**Directions for this task:**
If a line in the listing carries the word "tiled", return a copy of that line.

**Stored data:**
================================
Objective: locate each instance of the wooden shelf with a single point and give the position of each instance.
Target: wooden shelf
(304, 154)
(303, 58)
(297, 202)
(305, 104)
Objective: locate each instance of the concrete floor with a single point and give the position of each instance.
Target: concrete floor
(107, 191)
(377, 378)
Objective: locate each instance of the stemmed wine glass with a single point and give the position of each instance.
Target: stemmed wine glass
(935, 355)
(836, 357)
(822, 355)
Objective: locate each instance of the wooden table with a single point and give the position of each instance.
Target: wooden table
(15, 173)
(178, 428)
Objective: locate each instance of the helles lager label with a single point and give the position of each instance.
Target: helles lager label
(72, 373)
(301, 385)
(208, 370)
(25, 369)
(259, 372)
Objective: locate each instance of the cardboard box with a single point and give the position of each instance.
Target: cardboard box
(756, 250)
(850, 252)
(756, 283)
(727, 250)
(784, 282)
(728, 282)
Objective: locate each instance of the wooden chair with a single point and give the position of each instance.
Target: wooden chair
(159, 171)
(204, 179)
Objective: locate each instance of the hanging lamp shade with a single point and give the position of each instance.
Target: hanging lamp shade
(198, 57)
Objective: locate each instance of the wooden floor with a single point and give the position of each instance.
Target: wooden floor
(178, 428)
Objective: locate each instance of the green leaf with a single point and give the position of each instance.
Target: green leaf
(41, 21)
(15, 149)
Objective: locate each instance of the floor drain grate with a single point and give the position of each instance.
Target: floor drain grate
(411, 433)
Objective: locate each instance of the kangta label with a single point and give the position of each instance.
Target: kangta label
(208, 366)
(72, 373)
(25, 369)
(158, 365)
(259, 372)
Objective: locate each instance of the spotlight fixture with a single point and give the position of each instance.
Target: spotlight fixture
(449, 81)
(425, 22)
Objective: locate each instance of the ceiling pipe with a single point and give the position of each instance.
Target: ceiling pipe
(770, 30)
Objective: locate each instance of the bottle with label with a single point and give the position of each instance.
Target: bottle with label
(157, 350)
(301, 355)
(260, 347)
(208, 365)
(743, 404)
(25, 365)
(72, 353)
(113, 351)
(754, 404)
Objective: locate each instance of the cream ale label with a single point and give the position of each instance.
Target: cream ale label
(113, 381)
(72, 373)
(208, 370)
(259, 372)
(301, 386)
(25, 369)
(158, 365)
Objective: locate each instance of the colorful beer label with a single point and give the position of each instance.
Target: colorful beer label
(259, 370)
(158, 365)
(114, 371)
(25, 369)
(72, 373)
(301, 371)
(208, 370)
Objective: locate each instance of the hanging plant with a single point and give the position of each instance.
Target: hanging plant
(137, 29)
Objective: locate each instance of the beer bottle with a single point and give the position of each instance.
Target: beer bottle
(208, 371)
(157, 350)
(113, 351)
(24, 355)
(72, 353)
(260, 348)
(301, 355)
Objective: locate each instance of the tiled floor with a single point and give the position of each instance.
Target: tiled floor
================================
**Task answer:**
Objective: locate each instance of the tiled floor with a single point and give the position of each instance.
Target: tiled floor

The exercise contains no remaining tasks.